*Travail à faire*
(A) Répondez à ces questions sur l'article consacré au Ballet national de Cuba :
(i) Quel ballet la troupe présente-t-elle à Montréal ?
(ii) À l'invitation de quelle compagnie la troupe vient-elle à Montréal ?
(iii) Dans quelles capitales la troupe a-t-elle acquis sa réputation internationale ?
(B) Reproduisez fidèlement le passage de l'article sur le Ballet national de Cuba qui commence par « Quand on est » et se termine par « calibre à Montréal. ».

*Texte source*

○ ○ ○ ○ ○

Alicia Alonso, la directrice du Ballet national de Cuba, entourée de deux danseurs après la première de Giselle, jeudi soir à la salle Wilfrid-Pelletier. Photo: Les Grands Ballets Canadiens de Montréal Aline Apostolska, collaboration spéciale |
C'est un bel événement. Le Ballet National de Cuba, accompagnée par sa fondatrice et directrice artistique Alicia Alonzo, immense danseuse aujourd'hui nonagénaire, est à Montréal pour la première fois à l'invitation des Grands Ballets canadiens. Leur représentation de Giselle offre un pur moment d'émotion. Un enchantement comme on ne pense même plus en voir en danse classique.
Quand on est précédé de la réputation internationale, acquise dans les capitales américaines et européennes, d'être les meilleurs danseurs du monde, on a intérêt à se montrer à la hauteur de sa propre légende. Le moins que l'on puisse dire est que les danseurs du Ballet de Cuba en font une brillante démonstration. Une chance rare de voir du classique de ce calibre à Montréal.

○ ○ ○ ○ ○

*Lignes de données*
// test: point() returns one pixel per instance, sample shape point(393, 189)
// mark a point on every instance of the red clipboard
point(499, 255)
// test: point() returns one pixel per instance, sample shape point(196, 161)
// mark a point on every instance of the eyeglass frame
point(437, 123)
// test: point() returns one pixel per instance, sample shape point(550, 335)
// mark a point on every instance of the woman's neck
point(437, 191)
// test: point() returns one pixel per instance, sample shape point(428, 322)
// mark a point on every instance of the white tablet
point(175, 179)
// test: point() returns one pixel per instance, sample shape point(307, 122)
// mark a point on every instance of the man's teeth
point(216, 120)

○ ○ ○ ○ ○

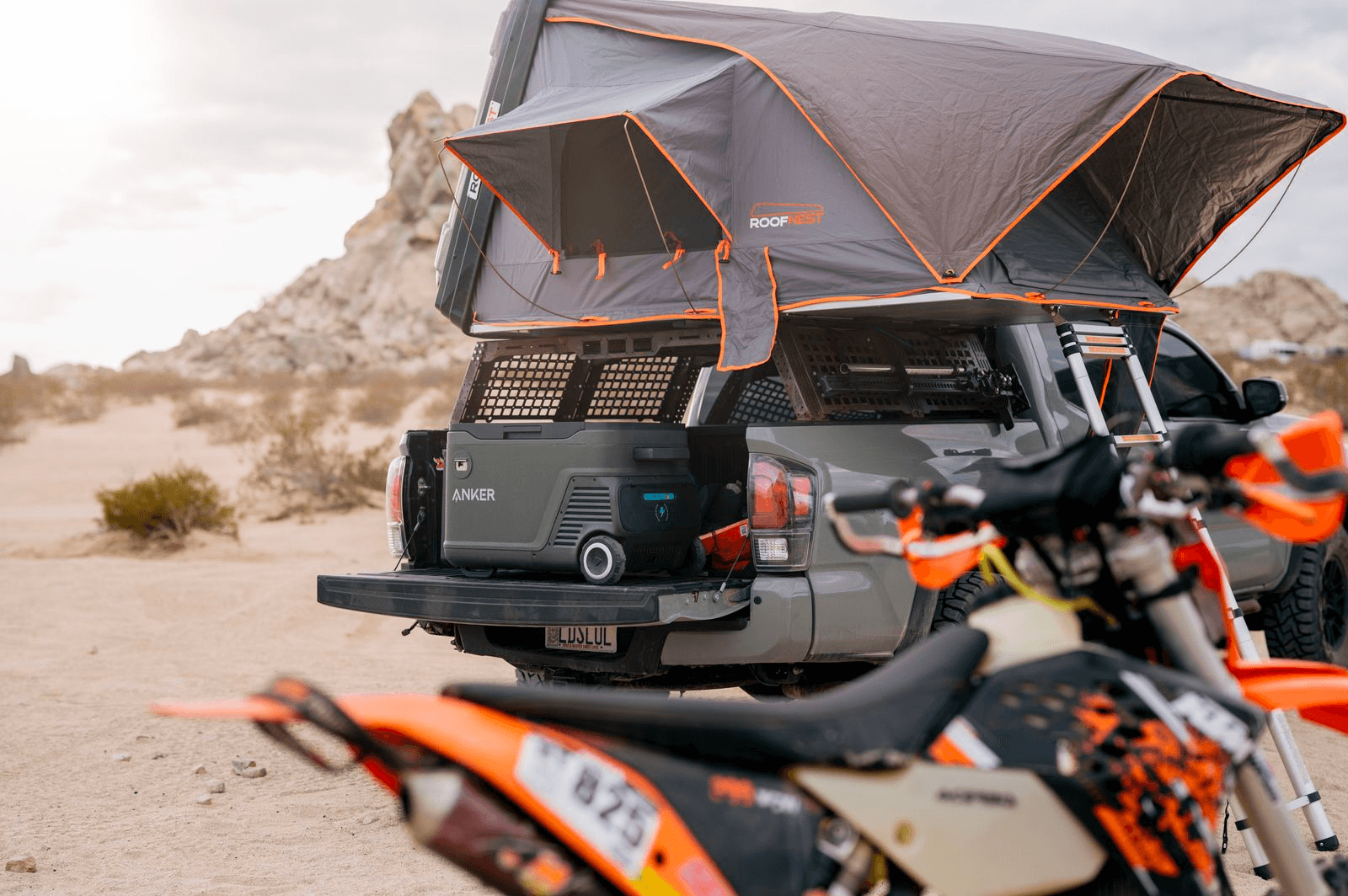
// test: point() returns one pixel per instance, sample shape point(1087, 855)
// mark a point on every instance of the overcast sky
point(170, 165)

○ ○ ○ ○ ○

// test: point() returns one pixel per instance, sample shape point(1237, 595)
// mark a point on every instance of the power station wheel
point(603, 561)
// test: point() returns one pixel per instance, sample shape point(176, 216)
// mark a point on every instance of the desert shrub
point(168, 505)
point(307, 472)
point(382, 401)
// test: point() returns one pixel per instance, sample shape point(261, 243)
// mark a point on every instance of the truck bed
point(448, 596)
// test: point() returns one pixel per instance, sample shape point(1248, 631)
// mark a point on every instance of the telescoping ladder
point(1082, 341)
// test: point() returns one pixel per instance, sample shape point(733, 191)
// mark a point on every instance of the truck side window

○ ○ ○ ○ ○

*Réponses attendues*
(A)
(i) Giselle.
(ii) Les Grands Ballets canadiens.
(iii) Les capitales américaines et européennes.

(B)
Quand on est précédé de la réputation internationale, acquise dans les capitales américaines et européennes, d'être les meilleurs danseurs du monde, on a intérêt à se montrer à la hauteur de sa propre légende. Le moins que l'on puisse dire est que les danseurs du Ballet de Cuba en font une brillante démonstration. Une chance rare de voir du classique de ce calibre à Montréal.